SET EXERCISE
Rewrite the data from the line with "In the photo above, where can the pink" up to and including the line with "pixel 752 124", swapping "carnation" for "rose" and leaving everything else unchanged. Return only those lines.
* Begin RECORDS TO USE *
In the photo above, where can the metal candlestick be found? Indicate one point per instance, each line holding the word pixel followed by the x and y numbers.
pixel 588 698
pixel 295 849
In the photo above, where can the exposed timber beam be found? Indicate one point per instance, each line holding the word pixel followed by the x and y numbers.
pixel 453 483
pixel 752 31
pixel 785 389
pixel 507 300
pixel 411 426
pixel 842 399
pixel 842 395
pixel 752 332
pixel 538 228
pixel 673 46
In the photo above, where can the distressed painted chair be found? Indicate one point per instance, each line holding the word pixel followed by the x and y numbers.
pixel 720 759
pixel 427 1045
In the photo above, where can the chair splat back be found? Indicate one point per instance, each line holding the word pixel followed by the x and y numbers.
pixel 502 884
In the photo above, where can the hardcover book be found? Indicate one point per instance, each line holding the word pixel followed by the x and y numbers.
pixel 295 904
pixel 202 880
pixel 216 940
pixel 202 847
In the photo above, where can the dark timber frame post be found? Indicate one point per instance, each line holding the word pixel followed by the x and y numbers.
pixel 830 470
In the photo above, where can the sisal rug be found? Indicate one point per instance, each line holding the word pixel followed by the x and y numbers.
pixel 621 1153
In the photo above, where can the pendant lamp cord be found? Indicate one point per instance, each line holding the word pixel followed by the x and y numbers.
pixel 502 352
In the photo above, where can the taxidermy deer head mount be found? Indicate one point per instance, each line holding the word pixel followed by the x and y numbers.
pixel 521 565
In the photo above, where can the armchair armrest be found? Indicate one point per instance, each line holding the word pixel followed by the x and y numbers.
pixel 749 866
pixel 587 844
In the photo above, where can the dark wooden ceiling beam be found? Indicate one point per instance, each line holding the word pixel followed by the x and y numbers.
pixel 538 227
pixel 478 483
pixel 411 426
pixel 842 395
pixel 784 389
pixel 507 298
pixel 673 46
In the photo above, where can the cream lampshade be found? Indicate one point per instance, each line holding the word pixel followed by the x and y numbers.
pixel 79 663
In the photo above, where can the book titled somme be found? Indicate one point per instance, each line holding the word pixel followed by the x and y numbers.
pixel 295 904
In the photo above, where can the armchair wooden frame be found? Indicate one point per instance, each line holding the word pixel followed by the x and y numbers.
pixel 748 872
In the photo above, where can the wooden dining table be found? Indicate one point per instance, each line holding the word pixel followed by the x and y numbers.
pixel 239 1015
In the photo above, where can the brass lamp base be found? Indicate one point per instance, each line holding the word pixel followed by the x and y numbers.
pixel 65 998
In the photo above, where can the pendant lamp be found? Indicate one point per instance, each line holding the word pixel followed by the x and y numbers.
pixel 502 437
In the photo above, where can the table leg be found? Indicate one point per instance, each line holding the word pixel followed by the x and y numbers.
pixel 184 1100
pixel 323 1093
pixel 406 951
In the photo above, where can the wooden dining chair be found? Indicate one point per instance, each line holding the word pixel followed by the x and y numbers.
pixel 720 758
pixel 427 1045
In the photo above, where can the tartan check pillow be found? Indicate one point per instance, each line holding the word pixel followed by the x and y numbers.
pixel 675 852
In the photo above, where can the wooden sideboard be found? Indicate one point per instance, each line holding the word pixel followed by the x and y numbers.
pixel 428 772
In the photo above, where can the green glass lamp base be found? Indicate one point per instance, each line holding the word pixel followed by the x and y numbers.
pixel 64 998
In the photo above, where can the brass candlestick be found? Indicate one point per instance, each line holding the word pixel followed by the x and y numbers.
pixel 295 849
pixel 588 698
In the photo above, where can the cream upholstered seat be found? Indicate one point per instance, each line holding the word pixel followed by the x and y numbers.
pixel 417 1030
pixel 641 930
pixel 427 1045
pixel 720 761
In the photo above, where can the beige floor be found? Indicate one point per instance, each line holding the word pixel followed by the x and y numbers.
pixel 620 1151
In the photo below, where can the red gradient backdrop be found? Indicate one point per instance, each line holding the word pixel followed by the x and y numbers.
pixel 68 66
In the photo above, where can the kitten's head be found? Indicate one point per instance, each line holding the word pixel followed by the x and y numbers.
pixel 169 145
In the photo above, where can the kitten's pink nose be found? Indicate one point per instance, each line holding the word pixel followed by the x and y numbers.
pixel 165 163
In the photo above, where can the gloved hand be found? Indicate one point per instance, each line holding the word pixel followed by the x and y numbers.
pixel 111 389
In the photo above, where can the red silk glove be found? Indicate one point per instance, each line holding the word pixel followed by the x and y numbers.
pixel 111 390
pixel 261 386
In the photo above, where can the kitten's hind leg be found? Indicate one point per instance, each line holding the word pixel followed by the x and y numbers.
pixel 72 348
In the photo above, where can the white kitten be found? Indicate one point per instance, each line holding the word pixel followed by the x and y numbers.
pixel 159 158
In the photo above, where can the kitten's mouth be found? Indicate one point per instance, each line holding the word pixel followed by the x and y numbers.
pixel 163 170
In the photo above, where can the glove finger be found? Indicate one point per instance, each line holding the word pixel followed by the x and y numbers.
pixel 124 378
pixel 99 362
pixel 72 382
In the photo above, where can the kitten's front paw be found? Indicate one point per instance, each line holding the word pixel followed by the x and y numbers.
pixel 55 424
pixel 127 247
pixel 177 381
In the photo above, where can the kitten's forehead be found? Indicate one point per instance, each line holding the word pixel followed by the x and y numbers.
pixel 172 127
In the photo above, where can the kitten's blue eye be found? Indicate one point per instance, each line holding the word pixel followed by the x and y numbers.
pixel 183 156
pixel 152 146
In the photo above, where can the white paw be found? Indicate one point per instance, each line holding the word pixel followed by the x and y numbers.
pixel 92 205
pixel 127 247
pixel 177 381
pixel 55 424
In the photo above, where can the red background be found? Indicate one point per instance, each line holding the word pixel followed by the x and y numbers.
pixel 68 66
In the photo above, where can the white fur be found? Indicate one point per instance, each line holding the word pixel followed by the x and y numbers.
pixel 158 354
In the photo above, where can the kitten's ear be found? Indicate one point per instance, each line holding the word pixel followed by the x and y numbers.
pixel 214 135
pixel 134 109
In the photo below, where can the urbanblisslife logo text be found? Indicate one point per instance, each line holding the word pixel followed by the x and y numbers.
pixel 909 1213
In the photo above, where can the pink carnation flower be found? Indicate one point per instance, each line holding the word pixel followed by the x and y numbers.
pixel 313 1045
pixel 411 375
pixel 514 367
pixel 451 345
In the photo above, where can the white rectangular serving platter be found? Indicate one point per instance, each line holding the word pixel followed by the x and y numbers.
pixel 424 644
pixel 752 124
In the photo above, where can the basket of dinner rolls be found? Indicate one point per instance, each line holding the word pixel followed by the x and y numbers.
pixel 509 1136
* End RECORDS TO USE *
OUTPUT OF THE TASK
In the photo above, where can the pink rose flower be found? Indicate one point per instance, each line holding the word pixel followed by the x and y numbers.
pixel 313 1045
pixel 411 375
pixel 514 367
pixel 451 345
In the photo above, where can the white rectangular serving platter be found? Indicate one point per instance, each line holding the word pixel followed by the x and y numbers.
pixel 424 644
pixel 752 124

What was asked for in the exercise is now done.